▸ Problem to work on:
Print the lines between the one containing "Would you mind placing a dot on the black burner" and the one containing "Query: diced carrot", inclusive, exactly as they appear in the records below.

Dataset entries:
_ _ _ _ _

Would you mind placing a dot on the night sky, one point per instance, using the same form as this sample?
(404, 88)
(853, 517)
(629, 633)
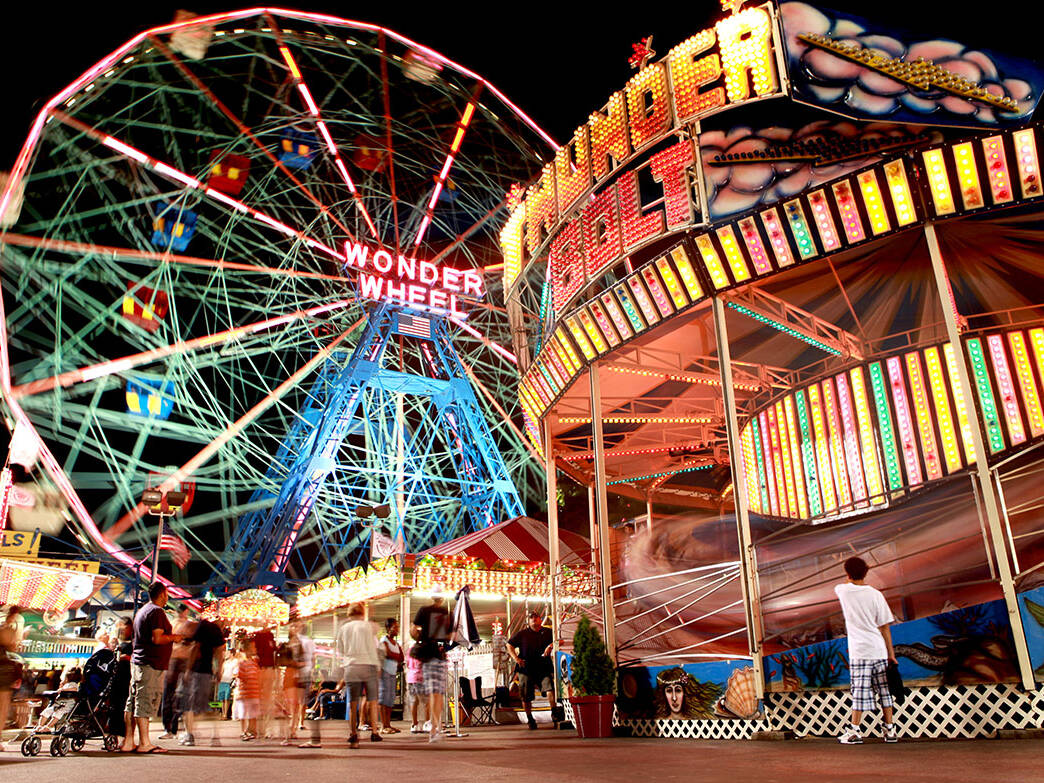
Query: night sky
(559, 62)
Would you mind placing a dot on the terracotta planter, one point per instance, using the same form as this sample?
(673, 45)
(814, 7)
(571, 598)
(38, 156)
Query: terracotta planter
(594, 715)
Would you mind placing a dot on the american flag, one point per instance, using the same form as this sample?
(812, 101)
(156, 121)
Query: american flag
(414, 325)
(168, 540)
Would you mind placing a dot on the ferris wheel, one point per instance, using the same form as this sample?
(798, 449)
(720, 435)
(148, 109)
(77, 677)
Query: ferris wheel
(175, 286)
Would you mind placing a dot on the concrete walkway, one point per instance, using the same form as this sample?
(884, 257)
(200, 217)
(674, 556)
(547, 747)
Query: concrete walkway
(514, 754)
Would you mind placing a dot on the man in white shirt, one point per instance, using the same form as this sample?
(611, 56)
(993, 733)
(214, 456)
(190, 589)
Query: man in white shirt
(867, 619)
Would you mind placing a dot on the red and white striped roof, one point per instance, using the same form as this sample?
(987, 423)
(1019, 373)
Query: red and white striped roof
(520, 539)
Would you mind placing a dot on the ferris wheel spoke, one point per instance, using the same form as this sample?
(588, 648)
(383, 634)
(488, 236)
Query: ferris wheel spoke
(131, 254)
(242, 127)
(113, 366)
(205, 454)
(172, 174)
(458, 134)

_ _ _ _ _

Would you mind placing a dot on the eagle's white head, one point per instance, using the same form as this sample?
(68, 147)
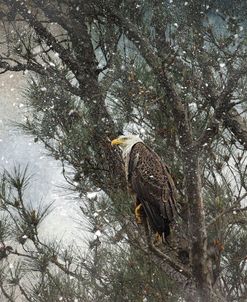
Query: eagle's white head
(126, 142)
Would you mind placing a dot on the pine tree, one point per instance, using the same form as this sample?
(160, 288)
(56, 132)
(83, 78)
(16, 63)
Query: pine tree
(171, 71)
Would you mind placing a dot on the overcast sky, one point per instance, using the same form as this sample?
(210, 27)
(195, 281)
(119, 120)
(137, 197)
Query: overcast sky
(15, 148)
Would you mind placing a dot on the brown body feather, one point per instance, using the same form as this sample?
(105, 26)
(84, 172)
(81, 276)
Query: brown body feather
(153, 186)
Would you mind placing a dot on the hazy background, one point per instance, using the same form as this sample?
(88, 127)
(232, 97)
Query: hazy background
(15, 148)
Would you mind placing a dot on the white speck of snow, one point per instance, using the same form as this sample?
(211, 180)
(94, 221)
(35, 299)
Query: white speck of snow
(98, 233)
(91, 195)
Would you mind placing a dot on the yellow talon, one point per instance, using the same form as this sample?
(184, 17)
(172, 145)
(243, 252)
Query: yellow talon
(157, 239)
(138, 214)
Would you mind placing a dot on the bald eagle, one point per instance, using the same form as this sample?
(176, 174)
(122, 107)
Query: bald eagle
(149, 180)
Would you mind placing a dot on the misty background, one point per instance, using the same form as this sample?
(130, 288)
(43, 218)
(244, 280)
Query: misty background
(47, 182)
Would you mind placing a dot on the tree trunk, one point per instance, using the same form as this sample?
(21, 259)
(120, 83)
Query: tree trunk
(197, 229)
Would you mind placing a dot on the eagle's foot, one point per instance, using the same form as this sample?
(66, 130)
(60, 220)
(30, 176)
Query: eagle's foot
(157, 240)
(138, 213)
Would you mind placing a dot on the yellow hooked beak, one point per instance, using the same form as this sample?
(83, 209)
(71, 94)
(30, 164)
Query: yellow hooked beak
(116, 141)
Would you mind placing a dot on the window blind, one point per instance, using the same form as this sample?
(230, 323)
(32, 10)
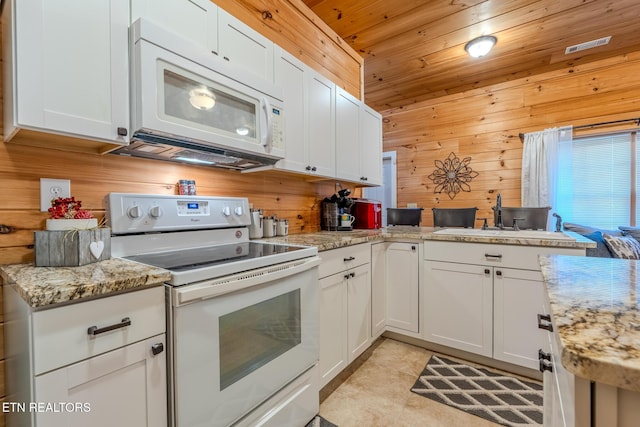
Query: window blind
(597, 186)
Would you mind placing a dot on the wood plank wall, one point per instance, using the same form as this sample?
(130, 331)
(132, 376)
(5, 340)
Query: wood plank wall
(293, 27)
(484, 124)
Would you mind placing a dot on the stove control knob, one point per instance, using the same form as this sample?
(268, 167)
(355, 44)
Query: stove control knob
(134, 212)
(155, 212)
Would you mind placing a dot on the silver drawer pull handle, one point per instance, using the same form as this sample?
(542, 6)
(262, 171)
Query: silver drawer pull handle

_ _ _ _ _

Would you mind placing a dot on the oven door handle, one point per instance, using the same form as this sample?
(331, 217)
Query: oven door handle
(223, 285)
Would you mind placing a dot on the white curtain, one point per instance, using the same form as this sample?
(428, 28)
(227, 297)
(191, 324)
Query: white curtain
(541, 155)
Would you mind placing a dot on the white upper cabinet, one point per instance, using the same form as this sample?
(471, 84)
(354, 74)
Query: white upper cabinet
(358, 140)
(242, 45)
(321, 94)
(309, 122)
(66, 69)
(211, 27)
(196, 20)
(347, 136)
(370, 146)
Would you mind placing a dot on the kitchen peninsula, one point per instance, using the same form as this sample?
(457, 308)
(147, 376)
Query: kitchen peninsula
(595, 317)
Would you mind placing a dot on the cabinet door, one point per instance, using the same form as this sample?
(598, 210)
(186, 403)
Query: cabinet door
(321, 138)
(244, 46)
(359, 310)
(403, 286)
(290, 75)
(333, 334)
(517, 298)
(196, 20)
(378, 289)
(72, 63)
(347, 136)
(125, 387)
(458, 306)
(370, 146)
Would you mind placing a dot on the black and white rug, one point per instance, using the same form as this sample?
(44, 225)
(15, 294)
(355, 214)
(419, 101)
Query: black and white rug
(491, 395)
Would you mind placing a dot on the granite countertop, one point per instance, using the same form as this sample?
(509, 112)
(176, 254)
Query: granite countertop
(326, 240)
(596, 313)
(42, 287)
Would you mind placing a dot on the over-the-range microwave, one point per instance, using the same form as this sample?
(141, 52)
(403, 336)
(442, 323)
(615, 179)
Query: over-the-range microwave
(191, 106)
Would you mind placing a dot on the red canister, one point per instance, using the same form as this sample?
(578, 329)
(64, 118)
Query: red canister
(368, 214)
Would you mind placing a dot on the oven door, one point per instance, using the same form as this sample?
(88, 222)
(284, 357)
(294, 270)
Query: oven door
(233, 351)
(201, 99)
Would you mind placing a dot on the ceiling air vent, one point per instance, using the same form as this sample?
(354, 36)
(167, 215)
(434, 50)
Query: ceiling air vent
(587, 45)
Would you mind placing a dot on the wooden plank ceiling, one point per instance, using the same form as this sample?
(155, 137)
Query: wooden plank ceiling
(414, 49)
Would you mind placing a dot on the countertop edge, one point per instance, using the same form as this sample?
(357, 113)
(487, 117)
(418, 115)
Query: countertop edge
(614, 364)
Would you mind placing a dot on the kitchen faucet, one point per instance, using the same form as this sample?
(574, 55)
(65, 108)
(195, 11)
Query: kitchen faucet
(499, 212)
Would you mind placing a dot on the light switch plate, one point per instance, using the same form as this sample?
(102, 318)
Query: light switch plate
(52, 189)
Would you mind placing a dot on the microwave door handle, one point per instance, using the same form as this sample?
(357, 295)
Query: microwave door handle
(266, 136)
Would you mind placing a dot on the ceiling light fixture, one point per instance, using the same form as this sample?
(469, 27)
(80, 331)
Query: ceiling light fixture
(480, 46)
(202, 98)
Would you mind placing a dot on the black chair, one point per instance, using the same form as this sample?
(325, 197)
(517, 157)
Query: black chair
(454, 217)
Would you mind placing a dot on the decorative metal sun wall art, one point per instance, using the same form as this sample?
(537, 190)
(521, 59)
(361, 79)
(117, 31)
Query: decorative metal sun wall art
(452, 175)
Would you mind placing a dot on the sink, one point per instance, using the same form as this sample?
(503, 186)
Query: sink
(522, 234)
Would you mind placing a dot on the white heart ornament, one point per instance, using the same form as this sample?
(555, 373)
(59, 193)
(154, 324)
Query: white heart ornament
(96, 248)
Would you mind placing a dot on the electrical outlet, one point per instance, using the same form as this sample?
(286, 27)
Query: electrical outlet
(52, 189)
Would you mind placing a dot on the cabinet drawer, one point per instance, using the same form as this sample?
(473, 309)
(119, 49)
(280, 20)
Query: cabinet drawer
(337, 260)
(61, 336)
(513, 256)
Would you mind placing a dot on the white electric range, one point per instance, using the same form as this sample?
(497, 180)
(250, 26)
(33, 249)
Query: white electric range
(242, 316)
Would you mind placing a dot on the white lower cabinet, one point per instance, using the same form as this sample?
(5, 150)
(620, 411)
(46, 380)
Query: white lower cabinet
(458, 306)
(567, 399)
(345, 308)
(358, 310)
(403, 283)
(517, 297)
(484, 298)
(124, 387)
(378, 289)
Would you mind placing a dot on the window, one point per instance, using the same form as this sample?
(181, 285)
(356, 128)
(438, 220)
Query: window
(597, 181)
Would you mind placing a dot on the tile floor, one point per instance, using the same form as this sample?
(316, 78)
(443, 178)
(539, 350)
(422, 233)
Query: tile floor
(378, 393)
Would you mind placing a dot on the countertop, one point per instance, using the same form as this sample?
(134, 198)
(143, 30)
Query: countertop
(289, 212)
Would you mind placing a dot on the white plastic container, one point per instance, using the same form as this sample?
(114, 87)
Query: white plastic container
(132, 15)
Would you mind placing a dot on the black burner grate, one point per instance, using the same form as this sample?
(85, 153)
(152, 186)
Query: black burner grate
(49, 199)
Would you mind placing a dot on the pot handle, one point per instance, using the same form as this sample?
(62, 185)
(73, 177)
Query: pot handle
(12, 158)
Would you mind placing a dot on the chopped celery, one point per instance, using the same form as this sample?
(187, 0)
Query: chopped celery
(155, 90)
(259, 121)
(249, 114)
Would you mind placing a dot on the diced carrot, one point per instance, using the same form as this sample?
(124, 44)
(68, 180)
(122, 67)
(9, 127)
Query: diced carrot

_ _ _ _ _

▸ Exercise result:
Would you mind placing a dot on the black burner grate, one point per instance, using the same form as this sample?
(85, 153)
(152, 186)
Query: black burner grate
(49, 199)
Would you mind placing a dot on the pot handle, one point per instance, using the same form as this sample?
(62, 185)
(73, 177)
Query: pot handle
(12, 158)
Would you mind placing a dot on the chopped celery, one point per instance, using the same form as this sample?
(187, 0)
Query: chopped celery
(155, 90)
(259, 121)
(249, 114)
Would you mind placing a dot on the diced carrot, one point per instance, using the same form as this sample?
(124, 44)
(68, 180)
(122, 67)
(9, 127)
Query: diced carrot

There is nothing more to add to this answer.